→ **Goal of the exercise**
Among the entries below, please show each line that carries the word "hanging".

→ **Source information**
>>

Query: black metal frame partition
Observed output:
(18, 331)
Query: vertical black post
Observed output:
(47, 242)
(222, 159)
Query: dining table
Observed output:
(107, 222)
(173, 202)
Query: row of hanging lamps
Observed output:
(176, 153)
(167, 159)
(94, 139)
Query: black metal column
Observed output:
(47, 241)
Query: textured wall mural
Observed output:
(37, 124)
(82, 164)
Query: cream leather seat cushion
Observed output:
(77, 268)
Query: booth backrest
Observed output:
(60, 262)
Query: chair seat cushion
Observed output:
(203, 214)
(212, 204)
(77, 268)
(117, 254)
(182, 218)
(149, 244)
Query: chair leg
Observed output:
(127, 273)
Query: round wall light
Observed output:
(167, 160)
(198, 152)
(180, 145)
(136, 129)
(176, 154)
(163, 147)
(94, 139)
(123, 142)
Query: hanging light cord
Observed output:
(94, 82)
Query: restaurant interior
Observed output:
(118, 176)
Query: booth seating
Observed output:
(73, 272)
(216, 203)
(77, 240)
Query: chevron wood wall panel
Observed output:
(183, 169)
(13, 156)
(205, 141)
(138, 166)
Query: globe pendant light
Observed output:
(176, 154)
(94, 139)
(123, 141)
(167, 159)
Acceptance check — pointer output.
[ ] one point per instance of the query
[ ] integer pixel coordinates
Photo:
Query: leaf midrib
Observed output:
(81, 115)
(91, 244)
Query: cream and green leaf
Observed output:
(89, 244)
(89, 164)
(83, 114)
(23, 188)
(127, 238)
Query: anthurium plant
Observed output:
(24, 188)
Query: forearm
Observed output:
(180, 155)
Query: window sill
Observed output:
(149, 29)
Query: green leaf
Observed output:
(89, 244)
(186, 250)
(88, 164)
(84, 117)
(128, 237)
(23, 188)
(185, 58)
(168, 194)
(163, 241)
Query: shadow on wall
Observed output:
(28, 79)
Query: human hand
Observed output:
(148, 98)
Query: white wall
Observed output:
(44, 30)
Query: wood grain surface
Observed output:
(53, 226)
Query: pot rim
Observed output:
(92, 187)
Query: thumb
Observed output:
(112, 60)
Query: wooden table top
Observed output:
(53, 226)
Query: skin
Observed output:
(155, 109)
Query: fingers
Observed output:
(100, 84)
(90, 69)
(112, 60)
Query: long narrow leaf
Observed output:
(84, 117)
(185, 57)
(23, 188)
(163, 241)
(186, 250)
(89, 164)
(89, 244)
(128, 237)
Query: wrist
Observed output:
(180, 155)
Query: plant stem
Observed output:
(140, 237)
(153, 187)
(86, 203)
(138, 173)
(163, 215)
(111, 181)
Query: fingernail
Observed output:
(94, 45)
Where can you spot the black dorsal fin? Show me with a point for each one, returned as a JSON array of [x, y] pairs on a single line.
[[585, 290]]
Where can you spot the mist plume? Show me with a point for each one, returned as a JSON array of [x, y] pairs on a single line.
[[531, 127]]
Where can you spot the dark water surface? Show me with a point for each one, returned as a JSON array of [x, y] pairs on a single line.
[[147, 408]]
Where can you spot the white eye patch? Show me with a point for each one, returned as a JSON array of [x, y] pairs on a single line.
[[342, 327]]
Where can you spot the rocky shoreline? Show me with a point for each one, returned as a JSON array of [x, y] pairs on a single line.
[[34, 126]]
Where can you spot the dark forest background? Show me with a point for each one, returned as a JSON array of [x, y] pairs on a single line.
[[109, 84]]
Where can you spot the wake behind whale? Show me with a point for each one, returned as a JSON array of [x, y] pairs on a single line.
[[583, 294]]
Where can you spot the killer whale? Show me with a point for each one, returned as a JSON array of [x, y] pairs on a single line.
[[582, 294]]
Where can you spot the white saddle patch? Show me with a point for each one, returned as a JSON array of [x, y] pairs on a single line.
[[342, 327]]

<<
>>

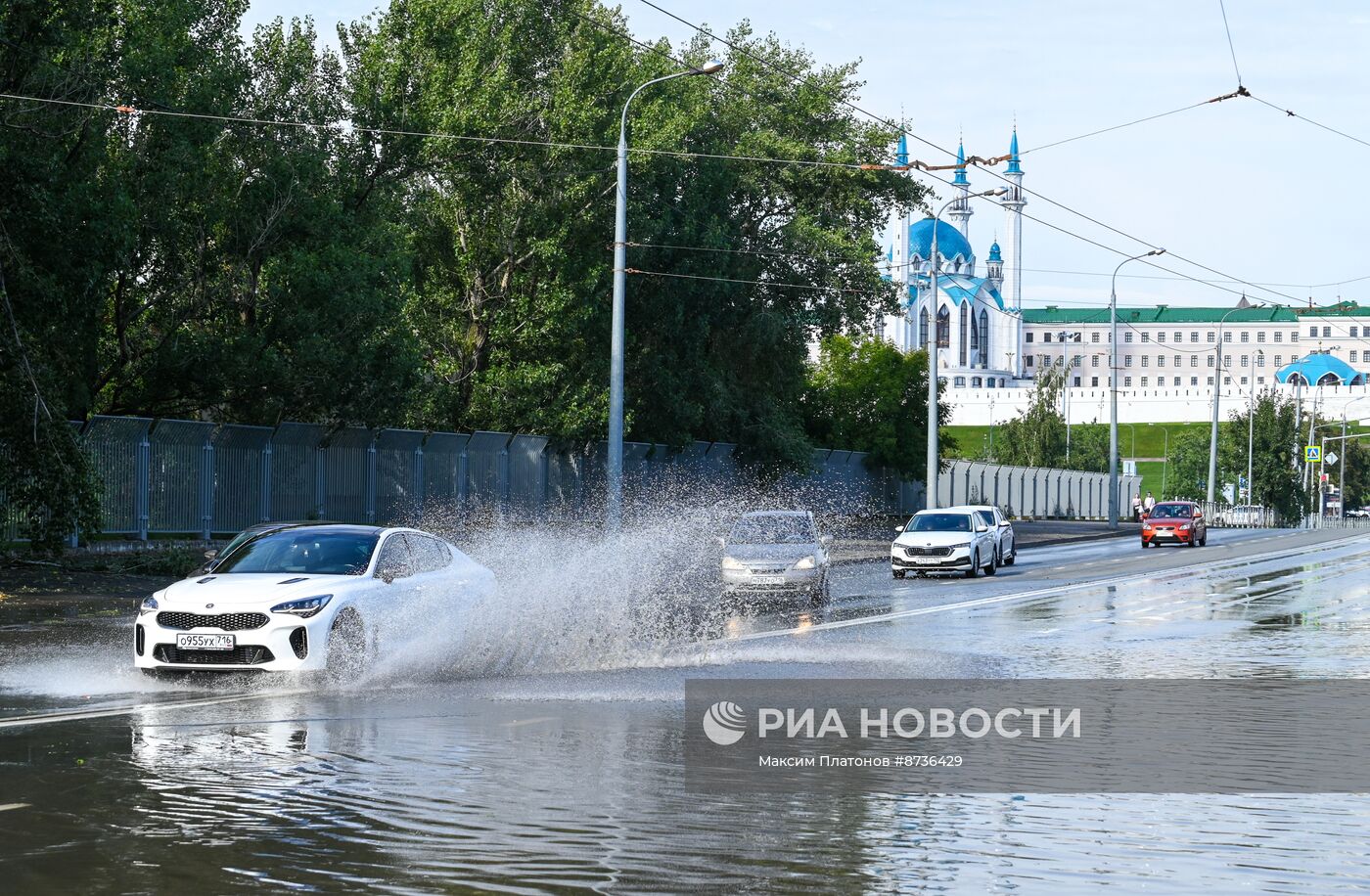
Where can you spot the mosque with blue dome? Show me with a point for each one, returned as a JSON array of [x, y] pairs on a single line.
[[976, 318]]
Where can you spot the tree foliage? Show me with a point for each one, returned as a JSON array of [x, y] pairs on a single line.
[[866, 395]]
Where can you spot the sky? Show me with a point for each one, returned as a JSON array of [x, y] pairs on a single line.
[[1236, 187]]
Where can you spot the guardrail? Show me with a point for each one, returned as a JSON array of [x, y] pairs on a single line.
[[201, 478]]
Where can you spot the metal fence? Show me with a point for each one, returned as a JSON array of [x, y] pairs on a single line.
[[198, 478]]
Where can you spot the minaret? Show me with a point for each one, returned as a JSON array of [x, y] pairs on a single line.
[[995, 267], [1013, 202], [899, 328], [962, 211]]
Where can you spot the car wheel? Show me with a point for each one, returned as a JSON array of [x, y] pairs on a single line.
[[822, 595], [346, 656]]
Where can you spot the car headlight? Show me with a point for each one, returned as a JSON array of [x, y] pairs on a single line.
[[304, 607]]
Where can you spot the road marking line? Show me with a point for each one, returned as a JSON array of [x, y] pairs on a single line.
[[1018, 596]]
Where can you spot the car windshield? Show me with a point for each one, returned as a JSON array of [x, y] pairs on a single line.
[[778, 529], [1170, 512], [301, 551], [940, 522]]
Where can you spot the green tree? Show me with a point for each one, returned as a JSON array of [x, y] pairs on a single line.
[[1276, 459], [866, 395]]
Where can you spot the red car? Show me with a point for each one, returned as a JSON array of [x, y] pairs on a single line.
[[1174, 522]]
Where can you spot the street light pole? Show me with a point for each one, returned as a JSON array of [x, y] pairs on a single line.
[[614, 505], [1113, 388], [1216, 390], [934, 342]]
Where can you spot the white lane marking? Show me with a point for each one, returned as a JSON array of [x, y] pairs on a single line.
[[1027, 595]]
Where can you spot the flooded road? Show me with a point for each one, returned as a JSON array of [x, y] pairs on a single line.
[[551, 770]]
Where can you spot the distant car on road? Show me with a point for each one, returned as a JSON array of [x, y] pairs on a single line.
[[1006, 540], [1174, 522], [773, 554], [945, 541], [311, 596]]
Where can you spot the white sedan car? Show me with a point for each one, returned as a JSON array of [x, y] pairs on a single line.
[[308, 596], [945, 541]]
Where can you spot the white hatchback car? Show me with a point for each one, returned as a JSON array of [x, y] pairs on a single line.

<<

→ **Finished exercise**
Query: row of hanging lamps
Query: hanging light cord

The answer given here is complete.